Stored dataset items:

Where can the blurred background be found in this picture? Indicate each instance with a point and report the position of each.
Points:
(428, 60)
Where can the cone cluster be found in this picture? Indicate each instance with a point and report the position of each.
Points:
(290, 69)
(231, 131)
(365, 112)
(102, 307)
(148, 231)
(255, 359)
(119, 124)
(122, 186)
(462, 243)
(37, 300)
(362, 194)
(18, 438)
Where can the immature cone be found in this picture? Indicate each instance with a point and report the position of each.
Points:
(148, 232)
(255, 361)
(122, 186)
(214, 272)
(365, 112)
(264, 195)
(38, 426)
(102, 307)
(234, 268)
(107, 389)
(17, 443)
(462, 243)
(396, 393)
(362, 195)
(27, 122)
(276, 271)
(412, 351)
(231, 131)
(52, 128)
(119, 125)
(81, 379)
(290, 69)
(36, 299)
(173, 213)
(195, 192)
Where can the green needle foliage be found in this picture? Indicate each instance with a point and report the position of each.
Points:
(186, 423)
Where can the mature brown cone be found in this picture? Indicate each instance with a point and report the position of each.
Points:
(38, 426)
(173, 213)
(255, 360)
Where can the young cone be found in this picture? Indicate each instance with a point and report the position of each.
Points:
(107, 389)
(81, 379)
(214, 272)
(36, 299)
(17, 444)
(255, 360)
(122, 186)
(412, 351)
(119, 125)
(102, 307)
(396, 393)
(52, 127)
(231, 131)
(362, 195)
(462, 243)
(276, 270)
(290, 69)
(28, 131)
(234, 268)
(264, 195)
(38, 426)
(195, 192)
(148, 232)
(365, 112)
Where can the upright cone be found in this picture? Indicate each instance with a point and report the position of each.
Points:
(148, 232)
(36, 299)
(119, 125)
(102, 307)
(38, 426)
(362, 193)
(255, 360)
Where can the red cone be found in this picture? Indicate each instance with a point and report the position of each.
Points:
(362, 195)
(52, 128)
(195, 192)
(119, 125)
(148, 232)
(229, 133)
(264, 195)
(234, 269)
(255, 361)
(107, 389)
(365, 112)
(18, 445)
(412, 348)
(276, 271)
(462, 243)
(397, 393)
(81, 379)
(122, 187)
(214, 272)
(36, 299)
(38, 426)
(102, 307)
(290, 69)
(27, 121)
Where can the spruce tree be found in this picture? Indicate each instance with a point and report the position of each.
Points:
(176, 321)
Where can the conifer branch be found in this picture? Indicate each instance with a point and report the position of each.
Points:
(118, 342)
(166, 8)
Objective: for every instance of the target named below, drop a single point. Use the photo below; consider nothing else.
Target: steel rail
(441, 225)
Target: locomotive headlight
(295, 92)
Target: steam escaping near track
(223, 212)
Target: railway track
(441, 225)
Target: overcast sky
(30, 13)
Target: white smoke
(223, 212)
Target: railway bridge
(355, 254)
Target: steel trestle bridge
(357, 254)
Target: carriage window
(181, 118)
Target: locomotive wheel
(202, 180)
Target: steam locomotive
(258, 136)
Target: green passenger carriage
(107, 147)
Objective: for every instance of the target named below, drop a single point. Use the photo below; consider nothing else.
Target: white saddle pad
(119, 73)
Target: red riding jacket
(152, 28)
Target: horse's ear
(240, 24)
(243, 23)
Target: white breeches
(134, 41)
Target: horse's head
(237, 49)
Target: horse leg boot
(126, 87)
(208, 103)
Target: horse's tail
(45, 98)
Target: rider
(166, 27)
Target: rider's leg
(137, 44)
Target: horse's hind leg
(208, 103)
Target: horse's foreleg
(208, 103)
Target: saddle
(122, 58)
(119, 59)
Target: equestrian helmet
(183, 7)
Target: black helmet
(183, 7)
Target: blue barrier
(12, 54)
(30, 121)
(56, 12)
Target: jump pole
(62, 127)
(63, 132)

→ ACTION ITEM: Give every record again, exactly as it appears.

→ OUTPUT OF THE TASK:
Where can the blurred background be found in this picture? Indicate each instance with a point and report the position of each.
Points:
(428, 60)
Where can the cone cluster be found in this picture? Indicate each instance with a point and report the position of each.
Points:
(290, 69)
(231, 131)
(365, 112)
(102, 307)
(148, 231)
(255, 359)
(119, 124)
(122, 186)
(462, 243)
(37, 300)
(362, 194)
(18, 438)
Where can the immature cone be found in this picture? Indicate each instance with a point and report the position of each.
Points:
(148, 232)
(255, 361)
(122, 186)
(214, 272)
(365, 112)
(264, 195)
(38, 426)
(102, 307)
(234, 268)
(107, 389)
(17, 443)
(462, 243)
(396, 393)
(362, 195)
(27, 122)
(276, 271)
(412, 351)
(231, 131)
(52, 128)
(119, 125)
(81, 379)
(290, 69)
(36, 299)
(173, 213)
(195, 192)
Where can the green needle foliage be found in this picture? Indicate each instance with a point and report the position of each.
Points:
(186, 423)
Where can the mature brown cone be found in this picture? Indicate each instance with a point and report the position of each.
Points:
(38, 426)
(173, 213)
(255, 360)
Where can the young cone be found in this picture? Indicate each instance with a point and report the position of each.
Points:
(107, 389)
(81, 379)
(214, 272)
(36, 299)
(17, 444)
(255, 360)
(122, 186)
(412, 351)
(119, 125)
(102, 307)
(396, 393)
(52, 127)
(231, 131)
(362, 195)
(462, 243)
(276, 270)
(290, 69)
(28, 131)
(234, 268)
(264, 195)
(38, 426)
(195, 192)
(148, 232)
(365, 112)
Where can the upright cone be found in this picture? Indicate each instance with a point and report the position of each.
Points:
(148, 232)
(36, 299)
(119, 125)
(102, 307)
(38, 426)
(362, 193)
(255, 360)
Where can the red cone be found in this picture? Indicate each instance with a point and report the position of each.
Points:
(362, 195)
(52, 128)
(195, 192)
(119, 125)
(148, 232)
(229, 133)
(264, 195)
(234, 269)
(255, 361)
(107, 389)
(365, 112)
(18, 445)
(412, 348)
(276, 271)
(462, 243)
(397, 393)
(81, 379)
(122, 187)
(214, 272)
(36, 299)
(38, 426)
(102, 307)
(290, 69)
(27, 121)
Where can the spruce tree be found in this picture? Indicate each instance with a point and report the position of each.
Points:
(176, 321)
Where can the conifer branch be found in this picture? Indicate each instance with a point and report the position of each.
Points:
(118, 342)
(166, 8)
Objective: for every instance of the target named below, drop a single point. Use the photo below; consider nothing else.
Target: steel rail
(441, 225)
Target: locomotive headlight
(295, 92)
Target: steam escaping near track
(223, 212)
Target: railway track
(441, 225)
Target: overcast sky
(30, 13)
Target: white smoke
(223, 212)
Target: railway bridge
(355, 254)
Target: steel trestle bridge
(357, 254)
Target: carriage window
(181, 118)
Target: locomotive wheel
(202, 180)
Target: steam locomotive
(258, 136)
Target: green passenger carriage
(107, 147)
Objective: for every instance of the target named below, drop a single point. Use the photo below; consider nothing else.
Target: white saddle pad
(119, 73)
Target: red riding jacket
(152, 28)
Target: horse's ear
(240, 24)
(243, 23)
Target: white breeches
(134, 41)
Target: horse's head
(237, 49)
Target: horse leg boot
(126, 87)
(208, 103)
Target: horse's tail
(45, 98)
Target: rider
(166, 27)
Target: rider's leg
(137, 44)
Target: horse's hind leg
(208, 103)
Target: horse's foreleg
(208, 103)
Target: saddle
(122, 58)
(119, 59)
Target: equestrian helmet
(183, 7)
Target: black helmet
(183, 7)
Target: blue barrier
(12, 54)
(30, 121)
(56, 12)
Target: jump pole
(62, 127)
(63, 132)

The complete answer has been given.